-- begin Text segment --
What Playing FAST Means:

The THINK LESS PLAY FASTER philosophy is all about the need for competitive hockey players to acquire skills and tactical knowledge that will allow them to develop to their potential and play the game FAST. Hockey is a game of time and space and the players who can play FAST get the chance to play at the next level; the players who can’t play FAST don’t. It is simple.

For an athlete playing a team game to play FAST, the player must master the skills of their sport with proper technique and fundamentals so they can apply these skills with individual and group tactical play that is predicated on playing FAST.

Championship teams all have the ability to play FAST; these teams play the possession game, create turnovers, win the turnover ratio against their opponent and out score the opponent with superior defence and offensive tactical ability which is based on playing FAST. The teams chasing the top teams are all trying to get the best athletes to teach them the right skill levels and how to play the tactical FAST game.

In order for an athlete to play FAST the player must function at level 4 in the Hierarchy of Learning in Skill Acquisition. This applies to the athlete’s individual sport skills level and their individual tactical and group skills mastery both in knowledge and execution. A Hockey Player can only play FAST when he/she actually has the individual sport skills mastered as well as the individual and group tactical knowledge and skills mastered to compete and play FAST.
-- end Text segment --
-- begin Excerpted data --
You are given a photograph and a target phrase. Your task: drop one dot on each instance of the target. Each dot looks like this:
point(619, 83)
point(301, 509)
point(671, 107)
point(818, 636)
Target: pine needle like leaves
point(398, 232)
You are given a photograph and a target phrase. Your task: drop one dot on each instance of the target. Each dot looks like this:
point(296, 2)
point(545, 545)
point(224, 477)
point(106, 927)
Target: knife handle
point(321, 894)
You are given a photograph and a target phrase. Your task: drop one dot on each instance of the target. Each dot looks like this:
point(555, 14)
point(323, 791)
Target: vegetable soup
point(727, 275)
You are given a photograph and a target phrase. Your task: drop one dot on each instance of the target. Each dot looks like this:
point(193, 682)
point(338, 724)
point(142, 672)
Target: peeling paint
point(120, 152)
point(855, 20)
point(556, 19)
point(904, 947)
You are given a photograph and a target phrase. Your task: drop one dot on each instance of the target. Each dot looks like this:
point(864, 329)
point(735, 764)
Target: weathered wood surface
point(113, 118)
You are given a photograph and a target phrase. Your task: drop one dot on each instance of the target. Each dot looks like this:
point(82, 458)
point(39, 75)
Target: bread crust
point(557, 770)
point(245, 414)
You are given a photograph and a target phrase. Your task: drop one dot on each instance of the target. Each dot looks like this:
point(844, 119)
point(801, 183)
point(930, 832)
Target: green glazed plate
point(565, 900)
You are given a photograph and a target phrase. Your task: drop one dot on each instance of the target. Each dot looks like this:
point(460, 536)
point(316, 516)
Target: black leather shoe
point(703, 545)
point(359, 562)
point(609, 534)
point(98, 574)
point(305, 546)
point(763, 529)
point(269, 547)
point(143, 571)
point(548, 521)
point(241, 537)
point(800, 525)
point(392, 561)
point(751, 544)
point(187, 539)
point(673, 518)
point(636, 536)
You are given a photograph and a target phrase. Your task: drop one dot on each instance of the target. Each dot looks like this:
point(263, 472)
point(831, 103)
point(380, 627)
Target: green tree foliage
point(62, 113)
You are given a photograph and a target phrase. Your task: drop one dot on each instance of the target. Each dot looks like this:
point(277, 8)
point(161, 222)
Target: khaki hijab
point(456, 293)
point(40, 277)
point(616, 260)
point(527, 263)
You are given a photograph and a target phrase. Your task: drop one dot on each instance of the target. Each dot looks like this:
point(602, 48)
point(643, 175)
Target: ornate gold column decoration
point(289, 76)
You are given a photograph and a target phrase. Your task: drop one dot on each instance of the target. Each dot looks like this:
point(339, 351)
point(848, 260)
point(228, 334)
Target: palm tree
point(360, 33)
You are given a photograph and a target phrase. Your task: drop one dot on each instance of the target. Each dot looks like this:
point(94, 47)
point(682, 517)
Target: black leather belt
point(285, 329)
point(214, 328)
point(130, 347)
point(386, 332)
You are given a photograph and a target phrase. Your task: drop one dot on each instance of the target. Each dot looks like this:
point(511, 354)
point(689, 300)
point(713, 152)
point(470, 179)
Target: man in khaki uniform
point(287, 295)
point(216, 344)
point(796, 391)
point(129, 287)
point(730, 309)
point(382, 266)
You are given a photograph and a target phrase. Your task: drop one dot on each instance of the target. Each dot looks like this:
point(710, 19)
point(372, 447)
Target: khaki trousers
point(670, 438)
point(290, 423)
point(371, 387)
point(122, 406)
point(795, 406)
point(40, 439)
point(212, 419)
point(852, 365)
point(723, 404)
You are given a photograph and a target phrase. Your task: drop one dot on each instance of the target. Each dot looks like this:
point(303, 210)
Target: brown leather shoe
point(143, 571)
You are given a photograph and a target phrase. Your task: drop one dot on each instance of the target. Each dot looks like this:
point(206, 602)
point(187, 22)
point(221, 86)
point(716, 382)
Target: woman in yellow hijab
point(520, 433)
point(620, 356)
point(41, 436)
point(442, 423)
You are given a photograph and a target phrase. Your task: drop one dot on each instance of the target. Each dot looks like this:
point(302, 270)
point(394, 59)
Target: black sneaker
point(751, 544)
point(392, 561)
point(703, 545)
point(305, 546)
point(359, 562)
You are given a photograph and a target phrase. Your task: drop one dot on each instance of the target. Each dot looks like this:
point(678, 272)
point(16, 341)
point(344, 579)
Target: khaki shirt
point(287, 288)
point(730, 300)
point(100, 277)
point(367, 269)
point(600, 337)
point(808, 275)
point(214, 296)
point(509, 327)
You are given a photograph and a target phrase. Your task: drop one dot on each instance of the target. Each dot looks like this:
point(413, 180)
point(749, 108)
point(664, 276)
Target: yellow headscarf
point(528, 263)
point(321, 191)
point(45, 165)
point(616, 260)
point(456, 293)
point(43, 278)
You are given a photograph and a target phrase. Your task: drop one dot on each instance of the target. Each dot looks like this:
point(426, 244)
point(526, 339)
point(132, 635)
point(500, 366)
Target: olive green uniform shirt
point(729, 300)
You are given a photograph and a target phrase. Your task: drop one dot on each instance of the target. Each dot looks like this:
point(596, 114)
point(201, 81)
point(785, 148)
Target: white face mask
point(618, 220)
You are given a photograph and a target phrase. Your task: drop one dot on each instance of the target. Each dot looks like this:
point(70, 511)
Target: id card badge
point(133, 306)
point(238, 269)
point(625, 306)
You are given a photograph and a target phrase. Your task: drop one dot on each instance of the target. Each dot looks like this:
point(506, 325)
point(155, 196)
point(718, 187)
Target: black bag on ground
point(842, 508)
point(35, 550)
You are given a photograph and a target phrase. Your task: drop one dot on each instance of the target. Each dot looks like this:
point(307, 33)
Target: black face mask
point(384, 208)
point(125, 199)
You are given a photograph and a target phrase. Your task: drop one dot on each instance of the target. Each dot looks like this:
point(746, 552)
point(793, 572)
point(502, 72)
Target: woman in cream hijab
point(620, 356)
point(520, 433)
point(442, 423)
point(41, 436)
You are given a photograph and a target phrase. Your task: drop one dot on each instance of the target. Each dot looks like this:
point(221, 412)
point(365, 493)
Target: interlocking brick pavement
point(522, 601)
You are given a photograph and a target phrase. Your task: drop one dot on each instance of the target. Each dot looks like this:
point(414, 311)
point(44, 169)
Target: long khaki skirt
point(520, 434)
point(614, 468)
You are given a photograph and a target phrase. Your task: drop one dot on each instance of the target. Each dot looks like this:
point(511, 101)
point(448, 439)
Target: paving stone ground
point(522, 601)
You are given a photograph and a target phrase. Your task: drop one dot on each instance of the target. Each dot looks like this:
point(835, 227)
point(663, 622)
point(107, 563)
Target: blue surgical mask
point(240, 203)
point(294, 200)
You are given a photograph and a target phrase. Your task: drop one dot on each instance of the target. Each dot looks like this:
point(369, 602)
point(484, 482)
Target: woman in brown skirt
-- end Excerpted data --
_Exercises_.
a - List the things that the text on playing FAST says championship teams do.
b - Translate into Spanish this sentence from the text on playing FAST: "Hockey is a game of time and space and the players who can play FAST get the chance to play at the next level; the players who can’t play FAST don’t."
The items come from a different source than the text on playing FAST.

_Full answers_.
a -
- Play the possession game
- Create turnovers
- Win the turnover ratio against their opponent
- Outscore the opponent with superior defensive and offensive tactical ability based on playing FAST

b - El hockey es un juego de tiempo y espacio, y los jugadores que pueden jugar RÁPIDO tienen la oportunidad de jugar en el siguiente nivel; los jugadores que no pueden jugar RÁPIDO no la tienen.